Leaving out the images, reproduce every line of the data that follows exactly.

Dataset ::
___

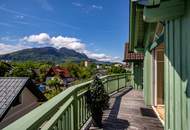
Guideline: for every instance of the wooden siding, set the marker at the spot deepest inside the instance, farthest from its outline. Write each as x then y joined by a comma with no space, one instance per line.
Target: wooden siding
138,75
177,72
148,78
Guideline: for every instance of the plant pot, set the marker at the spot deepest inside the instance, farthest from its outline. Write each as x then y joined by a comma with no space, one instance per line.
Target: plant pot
97,119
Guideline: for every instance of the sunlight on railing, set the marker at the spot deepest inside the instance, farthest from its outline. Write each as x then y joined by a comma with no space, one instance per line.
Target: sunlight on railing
68,110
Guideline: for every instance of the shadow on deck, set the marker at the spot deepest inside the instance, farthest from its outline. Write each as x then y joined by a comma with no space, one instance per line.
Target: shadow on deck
127,111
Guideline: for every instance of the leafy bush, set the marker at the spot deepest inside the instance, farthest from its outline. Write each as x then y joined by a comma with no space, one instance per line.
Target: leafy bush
97,101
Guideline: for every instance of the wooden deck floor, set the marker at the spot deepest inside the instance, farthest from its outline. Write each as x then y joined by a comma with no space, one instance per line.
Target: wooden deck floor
128,112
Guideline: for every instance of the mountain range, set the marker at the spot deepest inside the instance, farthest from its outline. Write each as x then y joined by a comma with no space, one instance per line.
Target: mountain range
45,54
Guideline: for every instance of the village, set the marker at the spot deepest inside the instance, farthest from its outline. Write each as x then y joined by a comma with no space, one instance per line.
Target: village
29,84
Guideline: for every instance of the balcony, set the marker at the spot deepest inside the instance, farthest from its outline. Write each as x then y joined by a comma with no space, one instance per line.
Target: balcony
68,110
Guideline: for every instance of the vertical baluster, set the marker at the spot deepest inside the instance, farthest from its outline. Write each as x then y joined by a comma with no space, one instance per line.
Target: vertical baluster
83,110
107,84
69,119
75,111
72,119
118,83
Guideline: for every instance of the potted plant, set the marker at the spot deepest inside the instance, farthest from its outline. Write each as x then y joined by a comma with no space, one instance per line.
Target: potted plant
97,101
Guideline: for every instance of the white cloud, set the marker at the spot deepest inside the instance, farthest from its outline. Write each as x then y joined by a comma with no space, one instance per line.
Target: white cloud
41,38
7,48
97,7
76,4
70,43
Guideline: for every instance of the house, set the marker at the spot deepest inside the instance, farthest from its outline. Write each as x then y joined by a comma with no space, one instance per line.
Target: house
18,96
160,30
63,73
134,62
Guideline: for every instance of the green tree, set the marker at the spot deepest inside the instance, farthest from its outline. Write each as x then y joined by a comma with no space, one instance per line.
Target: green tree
54,82
21,72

___

Solution to the problem ::
Guideline: for every instance of the wooden siding, set the marker at the spot deepest inside the instance, farthest from its outline. Write each as x then y joined by a comma with no space, one instance per line.
Target: wooden siding
138,75
177,72
148,78
Guideline: for every instance of the plant pot, set the marker at the spot deepest inside the instance, farthest from its outline. Write each as x then y joined by a comma with no space, one instance per line.
Target: plant pot
97,119
Guideline: for every instance of the sunlight on railing, set the marker at the spot deepest inside the instance, farthest from its outline. Write each as x then y joined by a comma with no space, one instance per line.
Target: sunlight on railing
68,110
Guideline: for every instance of the shadow on deck, set the marker at the spot deepest inside the instance, farthest from its outline. Write each as x then y joined by a comma with no space, one instance per line.
Target: shadow on deck
127,111
Guideline: for every instance of the leafy bush, set the marker at the spot deepest inside the instance, farthest from its outline. Write each as x then y joined by a comma with no space, one instance per line.
Target: leafy bush
97,101
Guideline: for every instance of the wooden deck floor, set the marker at the spot deepest inside the instance, farthest from its outline. Write each as x then y joined by a comma with no space, one instance per line.
Target: wooden deck floor
128,112
Guideline: for every instance of the mountain range, set the marker at the spot deepest inside the instance, farthest from its outline. Write each as x then y joined by a comma with no space, one instance per line.
Target: mountain range
45,54
Guideline: for every instance of the village, set the marker at the spot deepest inside the instance, farthest from its outline. Write each as x then y joined by a comma with no space, one instance per line.
Target: village
29,84
Guideline: for every instance of the balcony, set the marker at the spot deepest inside the instance, farthest from its outline. Write each as x then y joined by a comma with no space, one instance per line.
Target: balcony
68,110
Guideline: for every instance of the vertical baluster, set the marker at the spot deepest inside the instance, farthest from its outline. Write each as x then y joined by a comma with no space, one instance per line.
Target: vertical baluster
83,110
107,84
69,119
75,111
72,119
118,83
Guideline: for every instance of the potted plant, set the marker at the spot deepest inside the instance, farthest from its outline. Write each as x then y joined by a comma with no space, one instance per line.
Target: potted plant
97,101
Guideline: for every instance of the white cloud, set the marker at the spot deepest inside the instance, farthest from its outline. Write each as x then y joined by a comma with no space, one instance per line.
Target: white cloud
41,38
7,48
97,7
76,4
70,43
Guideline: for every instance of the house, set the marker at the spot deepest inside the instance, farthest from its outline. Write each as x then y joined by a comma with no space, one instance per line.
Target: house
18,96
160,30
63,73
134,62
Guideline: for every instance of the green tree, set the marker at the spot deepest inside the instance, farthest from its outline. Write each as x then y joined by a comma with no space, one instance per line.
Target: green tree
54,82
21,72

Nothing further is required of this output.